Work to be completed: Nothing outside the range below should be printed. Output exactly the lines from the line with "A point belongs on each instance of the military truck." to the line with "A point belongs on each instance of the man in", both included.

──────── Records for this task ────────

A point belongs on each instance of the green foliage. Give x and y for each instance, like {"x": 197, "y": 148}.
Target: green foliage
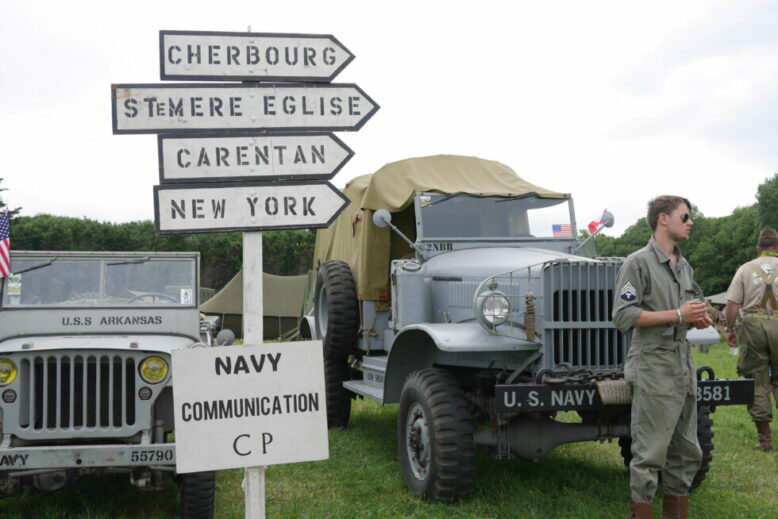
{"x": 767, "y": 202}
{"x": 288, "y": 252}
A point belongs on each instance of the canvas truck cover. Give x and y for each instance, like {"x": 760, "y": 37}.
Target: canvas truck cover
{"x": 366, "y": 248}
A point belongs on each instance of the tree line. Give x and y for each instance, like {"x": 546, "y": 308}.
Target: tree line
{"x": 716, "y": 248}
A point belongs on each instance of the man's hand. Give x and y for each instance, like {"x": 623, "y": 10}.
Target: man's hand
{"x": 695, "y": 313}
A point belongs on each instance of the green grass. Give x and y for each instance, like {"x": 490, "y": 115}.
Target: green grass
{"x": 362, "y": 479}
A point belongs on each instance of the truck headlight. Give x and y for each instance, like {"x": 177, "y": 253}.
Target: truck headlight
{"x": 153, "y": 369}
{"x": 8, "y": 371}
{"x": 493, "y": 308}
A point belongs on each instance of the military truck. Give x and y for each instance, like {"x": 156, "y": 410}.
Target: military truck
{"x": 85, "y": 380}
{"x": 455, "y": 288}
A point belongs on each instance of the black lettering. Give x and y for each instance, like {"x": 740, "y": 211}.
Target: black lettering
{"x": 197, "y": 208}
{"x": 252, "y": 203}
{"x": 177, "y": 209}
{"x": 353, "y": 105}
{"x": 328, "y": 56}
{"x": 221, "y": 156}
{"x": 130, "y": 106}
{"x": 235, "y": 106}
{"x": 216, "y": 106}
{"x": 309, "y": 56}
{"x": 181, "y": 163}
{"x": 308, "y": 206}
{"x": 170, "y": 57}
{"x": 271, "y": 205}
{"x": 289, "y": 203}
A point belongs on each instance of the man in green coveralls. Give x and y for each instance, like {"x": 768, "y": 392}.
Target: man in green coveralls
{"x": 752, "y": 295}
{"x": 656, "y": 301}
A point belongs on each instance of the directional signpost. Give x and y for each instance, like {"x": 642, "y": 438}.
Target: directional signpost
{"x": 246, "y": 157}
{"x": 250, "y": 156}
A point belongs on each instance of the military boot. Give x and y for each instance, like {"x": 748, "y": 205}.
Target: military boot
{"x": 675, "y": 507}
{"x": 765, "y": 437}
{"x": 641, "y": 511}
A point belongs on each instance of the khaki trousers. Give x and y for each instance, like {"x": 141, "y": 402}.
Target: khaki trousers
{"x": 664, "y": 419}
{"x": 758, "y": 358}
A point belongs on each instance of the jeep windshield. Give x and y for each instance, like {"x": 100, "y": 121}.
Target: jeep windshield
{"x": 466, "y": 216}
{"x": 113, "y": 281}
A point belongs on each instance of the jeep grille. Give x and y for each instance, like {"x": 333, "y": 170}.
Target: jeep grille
{"x": 78, "y": 394}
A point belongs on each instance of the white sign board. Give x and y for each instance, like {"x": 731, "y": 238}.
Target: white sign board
{"x": 220, "y": 56}
{"x": 248, "y": 406}
{"x": 250, "y": 156}
{"x": 233, "y": 206}
{"x": 202, "y": 107}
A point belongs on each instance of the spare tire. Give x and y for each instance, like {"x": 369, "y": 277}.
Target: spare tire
{"x": 337, "y": 324}
{"x": 336, "y": 309}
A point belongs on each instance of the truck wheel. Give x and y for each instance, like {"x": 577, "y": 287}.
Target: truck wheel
{"x": 197, "y": 493}
{"x": 435, "y": 437}
{"x": 704, "y": 437}
{"x": 336, "y": 311}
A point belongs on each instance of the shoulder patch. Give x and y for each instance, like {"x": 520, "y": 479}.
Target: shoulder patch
{"x": 628, "y": 292}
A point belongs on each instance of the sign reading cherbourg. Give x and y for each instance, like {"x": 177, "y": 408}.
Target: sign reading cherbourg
{"x": 206, "y": 55}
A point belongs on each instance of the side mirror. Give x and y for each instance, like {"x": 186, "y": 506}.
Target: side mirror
{"x": 382, "y": 218}
{"x": 225, "y": 337}
{"x": 608, "y": 219}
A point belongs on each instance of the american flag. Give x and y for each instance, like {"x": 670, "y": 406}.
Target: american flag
{"x": 562, "y": 230}
{"x": 5, "y": 246}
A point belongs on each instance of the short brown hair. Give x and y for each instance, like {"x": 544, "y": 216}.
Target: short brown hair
{"x": 664, "y": 204}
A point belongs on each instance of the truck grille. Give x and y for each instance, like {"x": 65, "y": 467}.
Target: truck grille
{"x": 88, "y": 392}
{"x": 577, "y": 311}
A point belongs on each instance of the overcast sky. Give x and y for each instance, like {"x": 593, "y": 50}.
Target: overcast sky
{"x": 614, "y": 102}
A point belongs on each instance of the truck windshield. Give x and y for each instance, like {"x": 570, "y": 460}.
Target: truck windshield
{"x": 99, "y": 282}
{"x": 468, "y": 216}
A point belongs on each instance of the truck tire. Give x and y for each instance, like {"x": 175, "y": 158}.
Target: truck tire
{"x": 336, "y": 309}
{"x": 337, "y": 324}
{"x": 435, "y": 437}
{"x": 704, "y": 437}
{"x": 197, "y": 494}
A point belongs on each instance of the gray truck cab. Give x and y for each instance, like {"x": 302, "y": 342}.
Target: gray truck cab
{"x": 455, "y": 288}
{"x": 85, "y": 378}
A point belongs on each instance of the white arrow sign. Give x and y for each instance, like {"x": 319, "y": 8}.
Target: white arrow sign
{"x": 193, "y": 208}
{"x": 220, "y": 56}
{"x": 202, "y": 107}
{"x": 250, "y": 156}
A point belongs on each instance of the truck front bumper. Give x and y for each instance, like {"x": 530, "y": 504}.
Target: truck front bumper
{"x": 61, "y": 457}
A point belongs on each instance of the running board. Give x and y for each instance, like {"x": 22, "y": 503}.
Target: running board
{"x": 360, "y": 388}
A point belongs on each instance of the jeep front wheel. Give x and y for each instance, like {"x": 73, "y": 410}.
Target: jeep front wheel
{"x": 435, "y": 437}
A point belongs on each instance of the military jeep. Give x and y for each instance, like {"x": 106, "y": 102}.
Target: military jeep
{"x": 455, "y": 288}
{"x": 85, "y": 384}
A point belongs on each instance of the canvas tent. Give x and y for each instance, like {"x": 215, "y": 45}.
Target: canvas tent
{"x": 369, "y": 249}
{"x": 283, "y": 300}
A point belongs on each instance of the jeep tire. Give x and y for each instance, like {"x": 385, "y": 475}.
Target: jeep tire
{"x": 337, "y": 324}
{"x": 435, "y": 437}
{"x": 197, "y": 495}
{"x": 704, "y": 437}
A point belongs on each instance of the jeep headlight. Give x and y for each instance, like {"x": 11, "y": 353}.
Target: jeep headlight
{"x": 8, "y": 371}
{"x": 493, "y": 308}
{"x": 153, "y": 369}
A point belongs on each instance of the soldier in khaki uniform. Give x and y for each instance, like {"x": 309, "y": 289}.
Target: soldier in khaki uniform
{"x": 752, "y": 295}
{"x": 655, "y": 300}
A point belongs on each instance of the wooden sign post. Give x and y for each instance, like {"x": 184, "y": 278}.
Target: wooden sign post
{"x": 246, "y": 156}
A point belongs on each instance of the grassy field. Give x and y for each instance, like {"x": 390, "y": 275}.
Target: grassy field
{"x": 362, "y": 479}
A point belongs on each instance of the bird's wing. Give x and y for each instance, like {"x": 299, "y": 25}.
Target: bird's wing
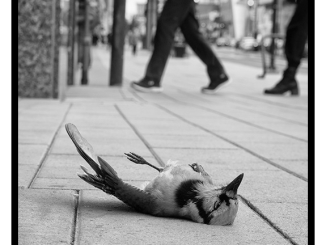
{"x": 83, "y": 147}
{"x": 107, "y": 178}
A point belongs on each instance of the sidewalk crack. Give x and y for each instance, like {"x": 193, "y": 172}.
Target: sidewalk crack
{"x": 267, "y": 220}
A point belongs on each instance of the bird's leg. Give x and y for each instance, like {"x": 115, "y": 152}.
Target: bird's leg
{"x": 139, "y": 160}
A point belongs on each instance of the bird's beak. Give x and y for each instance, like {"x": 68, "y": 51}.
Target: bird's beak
{"x": 231, "y": 189}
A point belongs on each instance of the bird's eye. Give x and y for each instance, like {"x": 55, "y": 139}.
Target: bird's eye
{"x": 217, "y": 204}
{"x": 194, "y": 166}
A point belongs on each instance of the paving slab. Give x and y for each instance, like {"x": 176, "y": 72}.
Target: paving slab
{"x": 31, "y": 154}
{"x": 45, "y": 216}
{"x": 282, "y": 215}
{"x": 26, "y": 173}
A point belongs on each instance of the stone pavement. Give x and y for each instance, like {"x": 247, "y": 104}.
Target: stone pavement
{"x": 239, "y": 130}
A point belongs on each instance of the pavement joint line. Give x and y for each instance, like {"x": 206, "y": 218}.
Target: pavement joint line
{"x": 237, "y": 119}
{"x": 141, "y": 99}
{"x": 269, "y": 102}
{"x": 48, "y": 148}
{"x": 274, "y": 116}
{"x": 156, "y": 156}
{"x": 75, "y": 217}
{"x": 267, "y": 220}
{"x": 248, "y": 109}
{"x": 233, "y": 143}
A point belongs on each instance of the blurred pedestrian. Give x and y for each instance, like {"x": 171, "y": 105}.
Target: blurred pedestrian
{"x": 296, "y": 38}
{"x": 180, "y": 13}
{"x": 133, "y": 40}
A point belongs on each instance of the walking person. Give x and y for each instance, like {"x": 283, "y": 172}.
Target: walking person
{"x": 180, "y": 13}
{"x": 296, "y": 38}
{"x": 133, "y": 40}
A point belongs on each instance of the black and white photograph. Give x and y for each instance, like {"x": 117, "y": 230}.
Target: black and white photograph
{"x": 165, "y": 122}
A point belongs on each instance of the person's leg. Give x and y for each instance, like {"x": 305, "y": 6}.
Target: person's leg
{"x": 296, "y": 37}
{"x": 172, "y": 15}
{"x": 195, "y": 39}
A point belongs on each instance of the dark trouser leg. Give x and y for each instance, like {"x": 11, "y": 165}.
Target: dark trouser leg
{"x": 190, "y": 30}
{"x": 173, "y": 13}
{"x": 296, "y": 37}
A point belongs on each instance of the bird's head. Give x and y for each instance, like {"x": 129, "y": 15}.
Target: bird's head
{"x": 219, "y": 206}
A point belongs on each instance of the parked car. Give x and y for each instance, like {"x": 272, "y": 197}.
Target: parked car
{"x": 222, "y": 42}
{"x": 249, "y": 44}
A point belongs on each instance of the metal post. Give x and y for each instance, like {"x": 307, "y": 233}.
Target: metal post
{"x": 86, "y": 46}
{"x": 274, "y": 31}
{"x": 118, "y": 41}
{"x": 71, "y": 42}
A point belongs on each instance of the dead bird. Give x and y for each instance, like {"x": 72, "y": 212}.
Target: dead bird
{"x": 180, "y": 190}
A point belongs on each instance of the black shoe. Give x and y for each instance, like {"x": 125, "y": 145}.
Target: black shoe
{"x": 285, "y": 85}
{"x": 214, "y": 86}
{"x": 146, "y": 86}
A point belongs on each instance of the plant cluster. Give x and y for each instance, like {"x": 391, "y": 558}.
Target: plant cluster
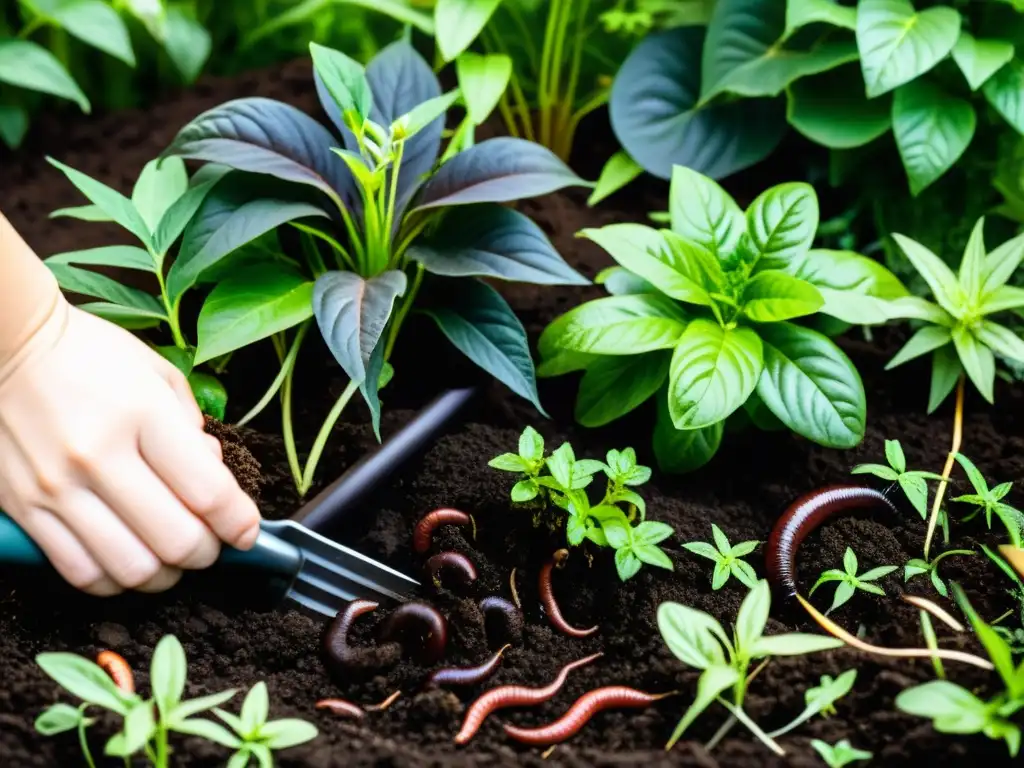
{"x": 147, "y": 723}
{"x": 617, "y": 520}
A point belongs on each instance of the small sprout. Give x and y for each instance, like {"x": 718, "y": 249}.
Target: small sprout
{"x": 840, "y": 754}
{"x": 850, "y": 582}
{"x": 726, "y": 558}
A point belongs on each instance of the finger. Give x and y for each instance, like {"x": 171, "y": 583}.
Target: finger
{"x": 152, "y": 510}
{"x": 179, "y": 456}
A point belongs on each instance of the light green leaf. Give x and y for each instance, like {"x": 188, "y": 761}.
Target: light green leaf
{"x": 898, "y": 43}
{"x": 713, "y": 372}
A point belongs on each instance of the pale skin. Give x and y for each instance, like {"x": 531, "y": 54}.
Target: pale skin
{"x": 103, "y": 459}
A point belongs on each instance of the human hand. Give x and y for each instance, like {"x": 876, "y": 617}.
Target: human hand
{"x": 104, "y": 461}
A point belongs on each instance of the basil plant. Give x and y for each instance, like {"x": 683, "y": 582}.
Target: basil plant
{"x": 382, "y": 219}
{"x": 701, "y": 317}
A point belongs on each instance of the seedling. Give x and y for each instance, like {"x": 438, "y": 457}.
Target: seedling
{"x": 699, "y": 641}
{"x": 616, "y": 521}
{"x": 840, "y": 754}
{"x": 372, "y": 211}
{"x": 850, "y": 582}
{"x": 147, "y": 723}
{"x": 726, "y": 558}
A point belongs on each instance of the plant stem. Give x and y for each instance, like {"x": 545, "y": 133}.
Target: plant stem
{"x": 950, "y": 458}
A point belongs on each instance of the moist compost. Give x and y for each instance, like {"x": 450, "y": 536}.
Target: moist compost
{"x": 232, "y": 641}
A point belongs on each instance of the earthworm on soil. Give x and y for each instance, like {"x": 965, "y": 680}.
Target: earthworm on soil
{"x": 467, "y": 675}
{"x": 803, "y": 516}
{"x": 425, "y": 622}
{"x": 119, "y": 670}
{"x": 423, "y": 534}
{"x": 456, "y": 562}
{"x": 548, "y": 598}
{"x": 514, "y": 695}
{"x": 611, "y": 696}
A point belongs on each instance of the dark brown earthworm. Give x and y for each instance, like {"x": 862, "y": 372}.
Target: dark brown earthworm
{"x": 612, "y": 696}
{"x": 513, "y": 695}
{"x": 803, "y": 516}
{"x": 548, "y": 598}
{"x": 119, "y": 670}
{"x": 467, "y": 675}
{"x": 423, "y": 622}
{"x": 423, "y": 534}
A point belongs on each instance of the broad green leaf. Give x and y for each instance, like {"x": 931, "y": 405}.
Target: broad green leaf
{"x": 980, "y": 58}
{"x": 615, "y": 385}
{"x": 772, "y": 295}
{"x": 932, "y": 131}
{"x": 26, "y": 65}
{"x": 482, "y": 80}
{"x": 714, "y": 370}
{"x": 257, "y": 303}
{"x": 812, "y": 386}
{"x": 782, "y": 221}
{"x": 898, "y": 43}
{"x": 704, "y": 213}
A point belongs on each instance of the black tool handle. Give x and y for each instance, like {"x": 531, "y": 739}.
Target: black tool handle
{"x": 328, "y": 510}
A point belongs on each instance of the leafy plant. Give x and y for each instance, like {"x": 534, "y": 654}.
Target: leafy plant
{"x": 162, "y": 203}
{"x": 850, "y": 582}
{"x": 616, "y": 521}
{"x": 699, "y": 641}
{"x": 840, "y": 754}
{"x": 701, "y": 315}
{"x": 147, "y": 723}
{"x": 376, "y": 229}
{"x": 726, "y": 558}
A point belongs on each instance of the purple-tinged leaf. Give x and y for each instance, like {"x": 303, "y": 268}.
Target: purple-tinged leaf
{"x": 498, "y": 170}
{"x": 264, "y": 136}
{"x": 352, "y": 311}
{"x": 492, "y": 241}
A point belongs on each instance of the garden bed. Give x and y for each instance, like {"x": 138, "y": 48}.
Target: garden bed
{"x": 744, "y": 488}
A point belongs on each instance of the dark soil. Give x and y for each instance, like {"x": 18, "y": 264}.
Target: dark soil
{"x": 230, "y": 643}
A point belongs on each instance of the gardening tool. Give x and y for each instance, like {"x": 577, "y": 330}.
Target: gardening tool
{"x": 311, "y": 573}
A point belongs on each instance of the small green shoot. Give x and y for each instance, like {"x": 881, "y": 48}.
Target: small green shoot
{"x": 726, "y": 558}
{"x": 850, "y": 582}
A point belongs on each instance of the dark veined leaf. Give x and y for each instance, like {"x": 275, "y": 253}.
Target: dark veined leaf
{"x": 499, "y": 170}
{"x": 655, "y": 117}
{"x": 812, "y": 386}
{"x": 492, "y": 241}
{"x": 352, "y": 312}
{"x": 481, "y": 325}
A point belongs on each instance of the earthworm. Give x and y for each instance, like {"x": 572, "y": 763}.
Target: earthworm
{"x": 509, "y": 613}
{"x": 611, "y": 696}
{"x": 119, "y": 670}
{"x": 341, "y": 707}
{"x": 514, "y": 695}
{"x": 458, "y": 563}
{"x": 467, "y": 675}
{"x": 803, "y": 516}
{"x": 337, "y": 649}
{"x": 431, "y": 626}
{"x": 548, "y": 598}
{"x": 423, "y": 534}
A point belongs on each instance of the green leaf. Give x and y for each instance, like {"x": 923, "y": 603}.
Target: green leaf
{"x": 782, "y": 222}
{"x": 615, "y": 385}
{"x": 116, "y": 205}
{"x": 812, "y": 386}
{"x": 932, "y": 131}
{"x": 980, "y": 58}
{"x": 773, "y": 295}
{"x": 713, "y": 372}
{"x": 26, "y": 65}
{"x": 704, "y": 213}
{"x": 898, "y": 44}
{"x": 252, "y": 305}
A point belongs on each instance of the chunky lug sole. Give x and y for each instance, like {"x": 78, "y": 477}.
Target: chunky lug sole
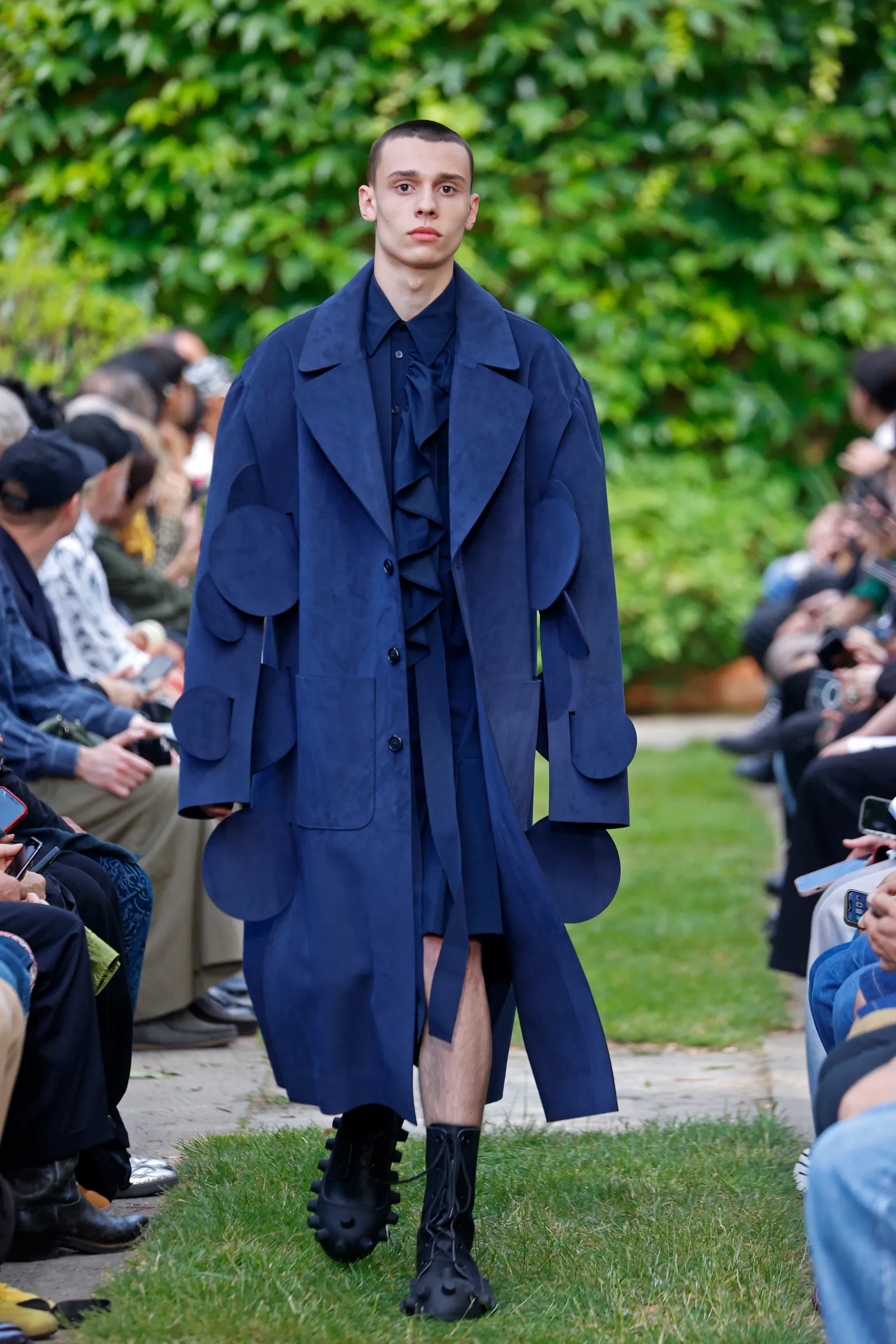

────────

Answer:
A point belongs on each instance of the military truck. Give x and y for each instance, like {"x": 156, "y": 410}.
Target: military truck
{"x": 85, "y": 380}
{"x": 455, "y": 288}
A point belongs on each instance of the black lettering. Give x and y for each instance, like {"x": 740, "y": 211}.
Target: black lettering
{"x": 197, "y": 208}
{"x": 252, "y": 203}
{"x": 177, "y": 209}
{"x": 353, "y": 105}
{"x": 328, "y": 56}
{"x": 221, "y": 156}
{"x": 130, "y": 106}
{"x": 235, "y": 106}
{"x": 216, "y": 106}
{"x": 309, "y": 56}
{"x": 181, "y": 163}
{"x": 308, "y": 206}
{"x": 170, "y": 57}
{"x": 271, "y": 205}
{"x": 289, "y": 203}
A point belongs on each instance of the man in green coveralls. Give x and y for each instance, like {"x": 768, "y": 392}.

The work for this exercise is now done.